* _EXERCISE TASKS_:
1 > From the notes on Māori Christian history, extract the passage between "- Learned te" and "prophecies & waiata.", inclusive.
2 > Continue the notes on Māori Christian history from the point where they stop.

Historical Background: Missionaries & Early Conversion
- First sermon by Samuel Marsden (Christmas Day 1814); arrival of Thomas Kendall early 1810s.
- Kendall:
- Published first Māori book Te Karatia o Ngā Ture ≈ Te Korao no New Zealand.
- Learned te reo, declared Māori had adequate spirituality, urged London CMS to halt mission; later recalled for "going native" and an extramarital relationship.
- By mid–19th C. Anglican & Catholic churches held strong Māori footholds; whānau often dedicated one child to the clergy.
Syncretic Māori Christian-Political Movements
- Pai Mārire / Hauhau (founded by Te Ua Haumēne, Taranaki): "Good & Peaceful"—became ideological base for Kīngitanga (Māori King Movement).
- Ringatū (founded by Te Kooti Rikirangi):
- Te Kooti wrongfully imprisoned on Rēkohu (Chatham Islands), "rose from death", escaped, waged decades-long guerrilla campaign; left prolific prophecies & waiata.
- Iharaira / Israelites (founded by Rua Kēnana at Maungapōhatu, Tūhoe):
- Taught community to see themselves as a Lost Tribe of Israel; practised deliberate tapū disruption (e.g. burning carving chips as firewood).

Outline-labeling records
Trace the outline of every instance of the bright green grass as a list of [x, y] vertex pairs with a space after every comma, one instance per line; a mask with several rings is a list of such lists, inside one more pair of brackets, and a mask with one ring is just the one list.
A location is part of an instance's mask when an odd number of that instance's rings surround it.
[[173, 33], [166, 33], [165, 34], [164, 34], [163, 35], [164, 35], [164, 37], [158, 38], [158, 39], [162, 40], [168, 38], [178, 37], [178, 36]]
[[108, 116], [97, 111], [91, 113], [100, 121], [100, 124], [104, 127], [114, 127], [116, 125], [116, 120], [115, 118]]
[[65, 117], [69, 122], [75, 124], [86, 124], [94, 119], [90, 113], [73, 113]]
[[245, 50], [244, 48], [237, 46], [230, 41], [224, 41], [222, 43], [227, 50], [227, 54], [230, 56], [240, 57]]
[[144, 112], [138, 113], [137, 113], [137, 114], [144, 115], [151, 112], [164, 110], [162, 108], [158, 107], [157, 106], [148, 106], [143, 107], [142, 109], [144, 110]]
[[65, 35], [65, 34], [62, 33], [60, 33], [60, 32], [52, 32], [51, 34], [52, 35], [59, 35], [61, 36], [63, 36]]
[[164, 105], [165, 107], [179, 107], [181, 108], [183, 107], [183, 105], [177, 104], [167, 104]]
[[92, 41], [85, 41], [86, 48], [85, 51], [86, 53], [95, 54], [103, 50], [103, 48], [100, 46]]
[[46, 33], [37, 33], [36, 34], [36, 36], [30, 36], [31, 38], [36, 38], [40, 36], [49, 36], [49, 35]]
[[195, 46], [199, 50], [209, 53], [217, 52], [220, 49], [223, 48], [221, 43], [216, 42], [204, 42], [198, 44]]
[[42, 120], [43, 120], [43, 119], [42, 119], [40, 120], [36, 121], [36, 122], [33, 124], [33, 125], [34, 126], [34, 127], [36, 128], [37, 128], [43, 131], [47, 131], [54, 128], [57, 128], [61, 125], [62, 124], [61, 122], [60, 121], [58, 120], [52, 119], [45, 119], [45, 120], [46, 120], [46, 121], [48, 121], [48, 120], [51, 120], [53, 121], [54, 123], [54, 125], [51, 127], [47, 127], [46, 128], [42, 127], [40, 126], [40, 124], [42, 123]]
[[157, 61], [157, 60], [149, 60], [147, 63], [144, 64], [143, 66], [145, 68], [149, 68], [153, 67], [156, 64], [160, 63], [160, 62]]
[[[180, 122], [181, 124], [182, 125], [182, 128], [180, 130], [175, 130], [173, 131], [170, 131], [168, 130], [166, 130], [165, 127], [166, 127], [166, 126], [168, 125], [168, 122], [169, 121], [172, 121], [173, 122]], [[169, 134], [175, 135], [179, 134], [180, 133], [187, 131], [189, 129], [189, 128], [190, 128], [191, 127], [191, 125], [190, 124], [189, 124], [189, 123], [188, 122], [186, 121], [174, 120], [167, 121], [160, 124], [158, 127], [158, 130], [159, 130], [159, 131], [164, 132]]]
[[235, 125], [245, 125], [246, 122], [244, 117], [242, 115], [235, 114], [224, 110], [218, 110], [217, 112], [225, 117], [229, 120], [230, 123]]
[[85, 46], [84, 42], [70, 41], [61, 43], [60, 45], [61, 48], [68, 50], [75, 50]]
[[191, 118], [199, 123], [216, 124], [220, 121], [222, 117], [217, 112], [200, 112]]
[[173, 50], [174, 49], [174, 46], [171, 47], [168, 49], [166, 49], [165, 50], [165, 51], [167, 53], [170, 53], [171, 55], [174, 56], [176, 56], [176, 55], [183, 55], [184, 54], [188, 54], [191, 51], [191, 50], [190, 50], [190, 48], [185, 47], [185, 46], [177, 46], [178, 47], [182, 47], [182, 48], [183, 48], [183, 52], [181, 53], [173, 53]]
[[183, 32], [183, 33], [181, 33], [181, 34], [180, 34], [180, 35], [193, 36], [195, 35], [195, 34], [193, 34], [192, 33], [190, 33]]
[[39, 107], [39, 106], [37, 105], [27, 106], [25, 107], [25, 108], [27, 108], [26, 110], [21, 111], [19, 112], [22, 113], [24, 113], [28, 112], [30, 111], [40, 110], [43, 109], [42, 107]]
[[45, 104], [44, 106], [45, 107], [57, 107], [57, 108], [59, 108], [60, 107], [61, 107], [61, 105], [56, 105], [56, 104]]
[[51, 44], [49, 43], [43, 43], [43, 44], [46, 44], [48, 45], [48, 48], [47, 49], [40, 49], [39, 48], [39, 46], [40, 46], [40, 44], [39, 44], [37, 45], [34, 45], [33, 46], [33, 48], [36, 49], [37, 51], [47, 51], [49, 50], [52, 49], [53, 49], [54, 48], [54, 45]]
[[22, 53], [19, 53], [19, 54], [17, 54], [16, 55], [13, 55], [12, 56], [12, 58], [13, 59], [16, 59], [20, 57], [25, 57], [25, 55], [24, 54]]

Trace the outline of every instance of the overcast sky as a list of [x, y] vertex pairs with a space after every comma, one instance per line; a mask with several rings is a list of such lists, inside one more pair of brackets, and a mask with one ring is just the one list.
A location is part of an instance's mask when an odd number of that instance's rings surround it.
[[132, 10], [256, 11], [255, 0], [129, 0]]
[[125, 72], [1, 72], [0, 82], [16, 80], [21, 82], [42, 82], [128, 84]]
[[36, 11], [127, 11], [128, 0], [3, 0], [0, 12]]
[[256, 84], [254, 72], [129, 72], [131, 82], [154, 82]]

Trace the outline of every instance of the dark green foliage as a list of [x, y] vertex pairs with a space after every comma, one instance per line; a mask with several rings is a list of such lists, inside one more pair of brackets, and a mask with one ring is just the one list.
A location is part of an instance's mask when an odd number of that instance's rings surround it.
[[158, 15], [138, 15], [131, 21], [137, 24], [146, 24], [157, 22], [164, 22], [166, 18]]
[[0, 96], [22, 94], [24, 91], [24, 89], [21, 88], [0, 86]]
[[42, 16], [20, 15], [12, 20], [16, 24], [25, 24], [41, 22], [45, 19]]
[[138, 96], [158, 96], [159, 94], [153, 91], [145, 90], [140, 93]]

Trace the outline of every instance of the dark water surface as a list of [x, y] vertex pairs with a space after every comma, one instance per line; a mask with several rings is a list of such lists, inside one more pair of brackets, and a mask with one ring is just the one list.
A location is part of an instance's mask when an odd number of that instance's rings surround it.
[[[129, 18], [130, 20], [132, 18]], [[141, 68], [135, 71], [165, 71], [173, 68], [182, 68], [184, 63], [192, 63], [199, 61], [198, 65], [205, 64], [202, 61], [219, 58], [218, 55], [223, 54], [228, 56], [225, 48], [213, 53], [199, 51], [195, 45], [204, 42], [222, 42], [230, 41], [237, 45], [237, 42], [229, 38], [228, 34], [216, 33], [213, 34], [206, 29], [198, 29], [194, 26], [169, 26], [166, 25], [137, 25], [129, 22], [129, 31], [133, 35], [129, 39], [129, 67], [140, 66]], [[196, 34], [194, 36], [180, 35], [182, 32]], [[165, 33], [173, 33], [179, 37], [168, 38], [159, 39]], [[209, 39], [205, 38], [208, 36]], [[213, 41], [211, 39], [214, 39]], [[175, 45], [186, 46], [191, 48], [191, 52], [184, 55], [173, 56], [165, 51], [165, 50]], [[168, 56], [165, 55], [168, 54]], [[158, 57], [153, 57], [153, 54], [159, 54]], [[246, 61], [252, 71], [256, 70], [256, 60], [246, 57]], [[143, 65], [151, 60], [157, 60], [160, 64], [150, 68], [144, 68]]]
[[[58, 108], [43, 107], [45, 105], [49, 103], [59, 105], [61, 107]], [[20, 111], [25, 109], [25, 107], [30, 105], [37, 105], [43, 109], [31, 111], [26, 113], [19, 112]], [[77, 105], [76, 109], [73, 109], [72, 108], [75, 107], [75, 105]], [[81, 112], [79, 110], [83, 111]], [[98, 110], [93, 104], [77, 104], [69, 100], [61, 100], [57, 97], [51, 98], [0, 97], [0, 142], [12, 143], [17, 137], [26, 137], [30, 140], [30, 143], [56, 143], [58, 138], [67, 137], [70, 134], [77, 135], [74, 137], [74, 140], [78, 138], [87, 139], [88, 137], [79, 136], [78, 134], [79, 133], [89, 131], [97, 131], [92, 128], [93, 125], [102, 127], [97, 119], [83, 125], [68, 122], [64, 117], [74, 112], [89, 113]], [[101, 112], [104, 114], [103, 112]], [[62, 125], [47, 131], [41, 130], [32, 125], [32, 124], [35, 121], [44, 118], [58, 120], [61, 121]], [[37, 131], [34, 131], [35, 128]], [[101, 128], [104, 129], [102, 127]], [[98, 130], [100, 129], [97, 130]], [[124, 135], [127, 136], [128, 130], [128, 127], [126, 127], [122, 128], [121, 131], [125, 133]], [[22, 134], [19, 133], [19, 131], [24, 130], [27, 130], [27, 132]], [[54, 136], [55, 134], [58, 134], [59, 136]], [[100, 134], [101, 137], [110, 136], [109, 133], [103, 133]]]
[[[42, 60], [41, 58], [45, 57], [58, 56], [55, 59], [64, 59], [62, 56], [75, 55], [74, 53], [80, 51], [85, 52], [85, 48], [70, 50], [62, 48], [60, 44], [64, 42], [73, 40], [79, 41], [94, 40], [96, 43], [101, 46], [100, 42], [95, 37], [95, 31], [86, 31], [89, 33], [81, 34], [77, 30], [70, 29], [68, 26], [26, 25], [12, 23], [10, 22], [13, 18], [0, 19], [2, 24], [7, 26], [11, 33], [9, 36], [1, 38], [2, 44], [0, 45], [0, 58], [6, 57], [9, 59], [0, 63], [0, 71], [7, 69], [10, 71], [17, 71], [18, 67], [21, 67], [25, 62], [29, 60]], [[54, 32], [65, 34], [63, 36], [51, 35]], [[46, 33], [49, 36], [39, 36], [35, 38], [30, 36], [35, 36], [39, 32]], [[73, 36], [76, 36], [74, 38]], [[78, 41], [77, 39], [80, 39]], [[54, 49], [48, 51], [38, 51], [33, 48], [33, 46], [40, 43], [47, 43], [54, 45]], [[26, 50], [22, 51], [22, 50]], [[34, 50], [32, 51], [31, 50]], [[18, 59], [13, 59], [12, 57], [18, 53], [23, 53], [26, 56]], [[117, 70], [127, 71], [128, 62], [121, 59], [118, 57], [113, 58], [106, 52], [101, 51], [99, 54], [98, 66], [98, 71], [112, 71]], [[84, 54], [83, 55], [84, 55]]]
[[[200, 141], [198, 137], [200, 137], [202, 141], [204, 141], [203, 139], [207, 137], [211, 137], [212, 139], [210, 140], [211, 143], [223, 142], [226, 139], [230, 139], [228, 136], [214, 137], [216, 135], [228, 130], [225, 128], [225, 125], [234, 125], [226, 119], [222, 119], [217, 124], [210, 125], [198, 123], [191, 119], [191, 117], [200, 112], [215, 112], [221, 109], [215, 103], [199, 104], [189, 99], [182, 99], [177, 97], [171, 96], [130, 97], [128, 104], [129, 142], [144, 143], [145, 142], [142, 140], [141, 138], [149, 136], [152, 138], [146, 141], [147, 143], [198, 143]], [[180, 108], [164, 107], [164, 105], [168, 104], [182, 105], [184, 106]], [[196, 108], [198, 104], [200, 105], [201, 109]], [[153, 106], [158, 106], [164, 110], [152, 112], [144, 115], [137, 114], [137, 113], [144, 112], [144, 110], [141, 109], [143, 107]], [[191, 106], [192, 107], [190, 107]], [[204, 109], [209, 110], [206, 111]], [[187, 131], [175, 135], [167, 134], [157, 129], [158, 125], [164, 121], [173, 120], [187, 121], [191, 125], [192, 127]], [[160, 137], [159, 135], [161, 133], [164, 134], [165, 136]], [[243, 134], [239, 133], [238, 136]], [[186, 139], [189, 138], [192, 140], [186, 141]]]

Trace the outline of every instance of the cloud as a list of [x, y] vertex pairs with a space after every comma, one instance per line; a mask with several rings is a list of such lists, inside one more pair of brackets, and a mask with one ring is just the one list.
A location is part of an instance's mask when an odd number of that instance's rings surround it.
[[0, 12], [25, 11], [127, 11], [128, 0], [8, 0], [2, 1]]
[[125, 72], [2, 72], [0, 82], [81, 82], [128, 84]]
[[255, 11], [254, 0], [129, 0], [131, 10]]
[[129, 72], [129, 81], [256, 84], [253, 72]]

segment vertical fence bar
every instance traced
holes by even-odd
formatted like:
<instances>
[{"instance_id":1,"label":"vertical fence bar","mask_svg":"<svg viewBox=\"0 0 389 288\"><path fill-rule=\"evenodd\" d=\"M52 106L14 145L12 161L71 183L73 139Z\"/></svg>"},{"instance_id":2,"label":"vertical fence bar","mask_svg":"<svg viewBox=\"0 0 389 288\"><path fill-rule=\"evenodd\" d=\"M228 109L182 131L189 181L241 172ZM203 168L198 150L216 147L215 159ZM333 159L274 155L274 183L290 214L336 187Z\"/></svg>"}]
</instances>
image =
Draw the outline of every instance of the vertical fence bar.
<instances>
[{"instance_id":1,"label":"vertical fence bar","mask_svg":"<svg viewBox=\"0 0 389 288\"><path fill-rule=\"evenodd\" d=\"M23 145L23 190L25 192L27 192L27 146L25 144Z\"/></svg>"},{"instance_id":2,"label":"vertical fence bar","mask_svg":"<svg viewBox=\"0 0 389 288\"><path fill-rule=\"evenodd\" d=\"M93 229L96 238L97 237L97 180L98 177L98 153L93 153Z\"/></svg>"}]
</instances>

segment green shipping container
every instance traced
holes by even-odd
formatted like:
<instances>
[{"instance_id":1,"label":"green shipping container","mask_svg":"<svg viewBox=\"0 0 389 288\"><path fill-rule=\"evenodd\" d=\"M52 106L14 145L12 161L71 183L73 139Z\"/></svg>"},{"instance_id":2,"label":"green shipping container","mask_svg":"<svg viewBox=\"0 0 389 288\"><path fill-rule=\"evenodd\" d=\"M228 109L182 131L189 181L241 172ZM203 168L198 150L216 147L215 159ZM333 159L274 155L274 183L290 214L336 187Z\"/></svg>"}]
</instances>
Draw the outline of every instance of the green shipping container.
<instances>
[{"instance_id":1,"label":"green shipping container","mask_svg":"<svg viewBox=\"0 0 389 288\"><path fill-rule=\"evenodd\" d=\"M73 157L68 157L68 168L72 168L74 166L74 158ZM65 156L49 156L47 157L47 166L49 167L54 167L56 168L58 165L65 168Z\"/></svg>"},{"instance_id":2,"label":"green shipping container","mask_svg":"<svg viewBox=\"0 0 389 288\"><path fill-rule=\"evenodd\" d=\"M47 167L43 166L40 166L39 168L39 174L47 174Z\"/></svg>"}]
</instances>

* _ANSWERS BY TASK_:
1 >
- Learned te reo, declared Māori had adequate spirituality, urged London CMS to halt mission; later recalled for "going native" and an extramarital relationship.
- By mid–19th C. Anglican & Catholic churches held strong Māori footholds; whānau often dedicated one child to the clergy.
Syncretic Māori Christian-Political Movements
- Pai Mārire / Hauhau (founded by Te Ua Haumēne, Taranaki): "Good & Peaceful"—became ideological base for Kīngitanga (Māori King Movement).
- Ringatū (founded by Te Kooti Rikirangi):
- Te Kooti wrongfully imprisoned on Rēkohu (Chatham Islands), "rose from death", escaped, waged decades-long guerrilla campaign; left prolific prophecies & waiata.

2 >
- Dozens of smaller prophetic movements in Hokianga, Bay of Islands etc.—all re-read Bible through Māori cosmology.
Key Figures & Texts Mentioned
- Te Ua Haumēne → Pai Mārire / Hauhau.
- Kereopa Te Rau: Hauhau leader who executed Rev. Volkner (episode of utu; lecturer cites earlier lecture).
- Te Kooti Rikirangi → Ringatū; see Judith Binney Redemption Songs.
- Rua Kēnana → Iharaira; see Allan Hanson "The Cult of Rua: Māori Roots & Christian Branches".
- Wīremu Tāmehana (the "Kingmaker")—devout Christian who still confessed inability to "forget the old ways" before death.
- Scholarship:
- Bronwyn Elsemore Mana from Heaven.
- Judith Binney The Legacy of Guilt (life of Thomas Kendall).
- Lindsay Head on "Christian mana".
Core Theoretical Concepts & Lecturer’s Critiques
1 Expunging versus Layering
- Idea that colonisation "deleted" Māori religion likened to swapping Lego blocks—oversimplifies cultural memory.
- Human cognition lacks an "existential delete button"; beliefs "seep into our bones" and swell (adapt, hybridise).
2 Māui–Tāwhaki Model (Change vs. Tradition)
- Tāwhaki = inherited, stable tradition.
- Māui = disruptive innovation, novelty on cultural periphery.
- Christianity read as Māui-type intervention that was co-opted into Tāwhaki core over time; did not erase it.
3 Universalism vs. Pluriversalism
- Universalism: European Enlightenment claims single, correct worldview; exports it globally.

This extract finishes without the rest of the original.